─── Raw records ───

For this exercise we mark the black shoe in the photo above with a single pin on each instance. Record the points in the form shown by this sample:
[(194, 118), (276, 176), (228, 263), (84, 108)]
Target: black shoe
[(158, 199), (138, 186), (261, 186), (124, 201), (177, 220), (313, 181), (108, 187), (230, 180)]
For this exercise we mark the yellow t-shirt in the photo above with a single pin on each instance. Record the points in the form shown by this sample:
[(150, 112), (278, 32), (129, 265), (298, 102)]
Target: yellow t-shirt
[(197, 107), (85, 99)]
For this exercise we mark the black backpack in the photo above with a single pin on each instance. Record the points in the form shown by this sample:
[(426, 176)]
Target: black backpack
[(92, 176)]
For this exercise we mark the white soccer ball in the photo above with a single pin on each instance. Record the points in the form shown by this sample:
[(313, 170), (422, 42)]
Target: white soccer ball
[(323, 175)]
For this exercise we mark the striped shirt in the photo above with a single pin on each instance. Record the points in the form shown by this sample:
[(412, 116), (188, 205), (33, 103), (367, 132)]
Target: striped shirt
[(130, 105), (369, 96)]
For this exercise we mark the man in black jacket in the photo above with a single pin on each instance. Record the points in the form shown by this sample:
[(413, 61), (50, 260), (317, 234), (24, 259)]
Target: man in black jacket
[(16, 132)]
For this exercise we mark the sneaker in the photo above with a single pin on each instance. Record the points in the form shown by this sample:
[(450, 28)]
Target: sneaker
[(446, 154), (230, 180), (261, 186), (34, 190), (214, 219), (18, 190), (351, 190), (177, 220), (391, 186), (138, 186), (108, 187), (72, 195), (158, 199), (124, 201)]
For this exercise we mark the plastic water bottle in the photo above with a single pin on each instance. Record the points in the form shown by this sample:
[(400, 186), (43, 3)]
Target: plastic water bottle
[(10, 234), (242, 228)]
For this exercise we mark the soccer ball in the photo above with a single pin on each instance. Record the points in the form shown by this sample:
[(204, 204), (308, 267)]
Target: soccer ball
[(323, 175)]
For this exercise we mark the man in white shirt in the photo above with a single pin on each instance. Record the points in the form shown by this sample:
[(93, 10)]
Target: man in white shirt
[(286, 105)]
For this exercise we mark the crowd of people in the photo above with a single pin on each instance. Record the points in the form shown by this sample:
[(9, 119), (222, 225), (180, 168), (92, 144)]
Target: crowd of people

───

Objective
Rewrite all of the records above, swapping every "pin" for "marker" and leaving everything else unchanged.

Full answer
For this exercise we mark the black shoe in the photo above with a single marker on each instance. Record the points in the form shown by this sample:
[(194, 118), (276, 176), (228, 263), (84, 108)]
Target: black shoe
[(158, 199), (138, 186), (261, 186), (124, 201), (177, 220), (313, 181), (108, 187), (230, 180)]
For this exercise we mark the yellow t-shirt in the photo above with a single marker on each instance. Record the points in the form shown by this sample:
[(150, 112), (278, 32), (129, 265), (298, 102)]
Target: yellow t-shirt
[(197, 107), (85, 99)]
For this exercise we mark the black backpack in the photo above with a single marker on each instance. Record the points in the form shown by this sample:
[(426, 176)]
Target: black backpack
[(92, 176)]
For this exercise we mark the white soccer ball in the photo above with a single marker on each instance. Record the points in the form shown by this sample:
[(313, 170), (422, 42)]
Target: white soccer ball
[(323, 175)]
For this exercise we mark the striped shirt in the photo above with a single marker on each instance. Record the points in the form shown by this sample:
[(412, 116), (188, 205), (33, 103), (367, 132)]
Target: striped shirt
[(130, 105), (369, 96)]
For this exercise we mark the man in black jacket in the photo above with a single marker on each instance. Record the points in the form shown by this sample:
[(413, 61), (50, 260), (317, 234), (24, 259)]
Target: man in black jacket
[(16, 132)]
For this exercise we mark the sneaker in the photo above with a single marker on each instance. Record the points in the form shown by this sample:
[(450, 28)]
Target: sneaker
[(446, 154), (230, 180), (261, 186), (34, 190), (214, 219), (18, 190), (351, 190), (177, 220), (391, 186), (138, 186), (108, 187), (72, 195), (158, 199), (124, 201)]
For this exercise we mark the plastic water bottle in the photo above with a single marker on each instance. Record the points in the form shown by this sample:
[(400, 186), (43, 3)]
Target: plastic water bottle
[(10, 234), (242, 228)]
For this exercise we mark the soccer ball in the photo above with a single marker on each instance. Record the points in the form shown by this sample:
[(204, 204), (308, 267)]
Target: soccer ball
[(323, 175)]
For this exercise we mark the man in white shirt in the photo above with a single marker on each instance. Record the points in the form shown by this sample:
[(93, 10)]
Target: man in white shirt
[(286, 105)]
For this exercise we mark the crowd of people in the photo above with a single marker on each instance. Record the points in the form shown by this sample:
[(9, 119), (222, 225), (180, 168), (92, 144)]
Target: crowd of people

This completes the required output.